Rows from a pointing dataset
○ ○ ○ ○ ○ ○ ○

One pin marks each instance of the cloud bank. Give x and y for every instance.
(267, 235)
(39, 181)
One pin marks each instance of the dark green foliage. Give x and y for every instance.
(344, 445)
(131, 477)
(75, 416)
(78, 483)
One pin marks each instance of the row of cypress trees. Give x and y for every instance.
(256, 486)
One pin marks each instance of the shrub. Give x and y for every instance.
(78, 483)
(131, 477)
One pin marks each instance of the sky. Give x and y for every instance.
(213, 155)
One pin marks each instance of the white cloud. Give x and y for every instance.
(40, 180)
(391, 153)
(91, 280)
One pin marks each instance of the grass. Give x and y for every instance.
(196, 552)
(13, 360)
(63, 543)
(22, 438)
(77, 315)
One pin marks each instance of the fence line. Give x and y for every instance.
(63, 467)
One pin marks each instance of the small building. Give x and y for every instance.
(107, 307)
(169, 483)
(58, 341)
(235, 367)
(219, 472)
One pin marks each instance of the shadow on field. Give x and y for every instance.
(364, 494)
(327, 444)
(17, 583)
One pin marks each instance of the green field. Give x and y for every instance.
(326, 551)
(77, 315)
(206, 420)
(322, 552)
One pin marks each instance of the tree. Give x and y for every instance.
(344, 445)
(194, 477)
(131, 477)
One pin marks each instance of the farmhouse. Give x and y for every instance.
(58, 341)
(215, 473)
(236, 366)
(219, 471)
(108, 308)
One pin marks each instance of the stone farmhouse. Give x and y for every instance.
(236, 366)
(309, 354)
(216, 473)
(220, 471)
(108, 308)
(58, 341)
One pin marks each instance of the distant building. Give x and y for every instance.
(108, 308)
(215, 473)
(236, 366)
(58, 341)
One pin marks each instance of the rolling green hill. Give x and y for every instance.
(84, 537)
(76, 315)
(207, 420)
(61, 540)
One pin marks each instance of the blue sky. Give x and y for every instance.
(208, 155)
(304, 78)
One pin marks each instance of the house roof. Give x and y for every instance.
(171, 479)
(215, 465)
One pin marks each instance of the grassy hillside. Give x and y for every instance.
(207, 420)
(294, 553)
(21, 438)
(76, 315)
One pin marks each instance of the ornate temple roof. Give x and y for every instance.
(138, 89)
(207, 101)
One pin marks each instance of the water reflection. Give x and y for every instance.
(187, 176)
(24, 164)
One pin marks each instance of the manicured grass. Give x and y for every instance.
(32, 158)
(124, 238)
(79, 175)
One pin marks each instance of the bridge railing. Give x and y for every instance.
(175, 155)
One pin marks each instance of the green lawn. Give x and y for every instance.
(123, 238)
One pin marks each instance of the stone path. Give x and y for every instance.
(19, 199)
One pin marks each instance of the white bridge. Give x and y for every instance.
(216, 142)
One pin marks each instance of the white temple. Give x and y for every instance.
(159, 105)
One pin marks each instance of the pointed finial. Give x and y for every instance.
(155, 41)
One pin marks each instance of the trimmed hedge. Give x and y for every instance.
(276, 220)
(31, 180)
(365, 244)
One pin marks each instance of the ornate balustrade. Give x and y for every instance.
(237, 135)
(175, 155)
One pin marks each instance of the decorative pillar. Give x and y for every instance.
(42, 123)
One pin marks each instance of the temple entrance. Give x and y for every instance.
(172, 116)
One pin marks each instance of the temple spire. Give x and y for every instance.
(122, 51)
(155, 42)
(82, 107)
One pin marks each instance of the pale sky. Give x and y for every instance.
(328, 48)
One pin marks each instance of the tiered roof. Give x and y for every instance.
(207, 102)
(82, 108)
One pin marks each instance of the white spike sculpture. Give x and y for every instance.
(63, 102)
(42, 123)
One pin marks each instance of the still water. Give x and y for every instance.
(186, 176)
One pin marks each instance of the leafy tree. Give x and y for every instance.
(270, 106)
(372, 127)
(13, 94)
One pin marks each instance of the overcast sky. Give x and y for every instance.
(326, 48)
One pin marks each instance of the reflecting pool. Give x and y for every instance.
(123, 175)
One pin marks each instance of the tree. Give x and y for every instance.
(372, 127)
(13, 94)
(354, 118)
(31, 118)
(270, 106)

○ ○ ○ ○ ○ ○ ○

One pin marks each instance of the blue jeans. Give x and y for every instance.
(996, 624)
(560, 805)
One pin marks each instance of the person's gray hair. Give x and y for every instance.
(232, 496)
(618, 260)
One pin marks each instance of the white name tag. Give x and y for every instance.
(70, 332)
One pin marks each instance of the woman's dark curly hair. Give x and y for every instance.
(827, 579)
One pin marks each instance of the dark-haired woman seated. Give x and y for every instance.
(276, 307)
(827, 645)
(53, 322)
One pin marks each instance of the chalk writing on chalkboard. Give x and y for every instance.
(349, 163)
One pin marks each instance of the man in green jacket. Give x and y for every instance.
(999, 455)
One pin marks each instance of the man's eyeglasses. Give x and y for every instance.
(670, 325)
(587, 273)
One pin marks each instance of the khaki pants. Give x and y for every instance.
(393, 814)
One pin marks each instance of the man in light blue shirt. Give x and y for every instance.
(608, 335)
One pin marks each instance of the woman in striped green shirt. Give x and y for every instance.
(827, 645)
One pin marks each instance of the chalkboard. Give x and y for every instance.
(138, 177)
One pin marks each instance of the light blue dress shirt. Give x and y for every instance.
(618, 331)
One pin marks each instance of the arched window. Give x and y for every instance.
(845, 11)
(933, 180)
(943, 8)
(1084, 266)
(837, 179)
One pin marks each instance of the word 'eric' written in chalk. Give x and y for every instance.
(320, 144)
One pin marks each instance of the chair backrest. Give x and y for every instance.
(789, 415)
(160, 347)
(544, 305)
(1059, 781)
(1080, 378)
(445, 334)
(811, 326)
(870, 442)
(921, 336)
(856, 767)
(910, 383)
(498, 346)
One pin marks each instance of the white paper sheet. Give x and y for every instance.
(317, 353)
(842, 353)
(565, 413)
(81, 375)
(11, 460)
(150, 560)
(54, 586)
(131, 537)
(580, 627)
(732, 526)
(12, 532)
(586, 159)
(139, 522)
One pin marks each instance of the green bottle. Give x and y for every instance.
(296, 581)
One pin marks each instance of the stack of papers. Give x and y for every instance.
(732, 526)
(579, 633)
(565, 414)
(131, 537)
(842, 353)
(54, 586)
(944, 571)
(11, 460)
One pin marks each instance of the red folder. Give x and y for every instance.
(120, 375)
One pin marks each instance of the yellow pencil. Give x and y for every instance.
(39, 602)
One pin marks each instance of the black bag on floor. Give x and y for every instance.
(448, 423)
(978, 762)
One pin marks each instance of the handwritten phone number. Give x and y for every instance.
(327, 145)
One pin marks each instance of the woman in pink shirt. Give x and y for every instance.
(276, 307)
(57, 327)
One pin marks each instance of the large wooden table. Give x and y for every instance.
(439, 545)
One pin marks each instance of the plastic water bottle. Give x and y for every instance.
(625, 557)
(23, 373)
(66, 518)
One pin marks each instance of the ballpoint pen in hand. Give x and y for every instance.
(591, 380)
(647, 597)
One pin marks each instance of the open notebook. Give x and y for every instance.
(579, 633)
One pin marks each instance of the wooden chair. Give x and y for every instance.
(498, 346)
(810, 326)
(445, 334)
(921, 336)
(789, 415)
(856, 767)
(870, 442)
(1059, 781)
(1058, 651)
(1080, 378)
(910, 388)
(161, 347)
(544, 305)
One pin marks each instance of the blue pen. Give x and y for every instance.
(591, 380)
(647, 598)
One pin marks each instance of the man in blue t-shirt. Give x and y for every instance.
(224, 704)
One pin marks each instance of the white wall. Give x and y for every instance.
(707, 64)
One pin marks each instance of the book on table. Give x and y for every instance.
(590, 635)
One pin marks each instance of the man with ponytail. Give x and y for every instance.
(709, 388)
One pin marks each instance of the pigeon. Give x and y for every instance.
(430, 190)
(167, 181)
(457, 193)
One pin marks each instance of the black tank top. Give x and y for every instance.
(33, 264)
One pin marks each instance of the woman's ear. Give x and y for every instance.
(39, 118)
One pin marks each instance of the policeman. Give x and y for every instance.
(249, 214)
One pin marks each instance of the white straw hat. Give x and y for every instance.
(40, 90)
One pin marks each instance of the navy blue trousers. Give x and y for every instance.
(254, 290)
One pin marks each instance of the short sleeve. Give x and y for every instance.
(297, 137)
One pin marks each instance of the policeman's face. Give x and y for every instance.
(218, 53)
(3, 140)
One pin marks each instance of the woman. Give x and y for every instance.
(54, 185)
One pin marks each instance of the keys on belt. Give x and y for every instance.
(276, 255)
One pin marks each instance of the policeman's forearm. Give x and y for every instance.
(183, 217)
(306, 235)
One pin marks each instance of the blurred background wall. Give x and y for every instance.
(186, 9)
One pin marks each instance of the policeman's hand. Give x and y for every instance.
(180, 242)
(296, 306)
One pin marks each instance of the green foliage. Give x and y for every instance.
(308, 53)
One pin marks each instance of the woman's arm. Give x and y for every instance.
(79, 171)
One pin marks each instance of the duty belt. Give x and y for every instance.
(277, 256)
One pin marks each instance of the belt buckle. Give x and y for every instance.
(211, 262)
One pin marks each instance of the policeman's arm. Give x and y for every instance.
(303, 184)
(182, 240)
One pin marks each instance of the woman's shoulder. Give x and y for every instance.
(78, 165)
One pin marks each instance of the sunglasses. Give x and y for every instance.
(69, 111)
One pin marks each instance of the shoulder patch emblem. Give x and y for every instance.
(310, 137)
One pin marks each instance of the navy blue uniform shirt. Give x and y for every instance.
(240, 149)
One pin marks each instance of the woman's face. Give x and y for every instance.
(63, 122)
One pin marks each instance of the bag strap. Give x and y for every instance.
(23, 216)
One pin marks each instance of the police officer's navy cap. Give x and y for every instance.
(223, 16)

○ ○ ○ ○ ○ ○ ○

Written task >> Please count the lines in the items that contain the word "water" and give only the number.

Answer to the exercise >> 3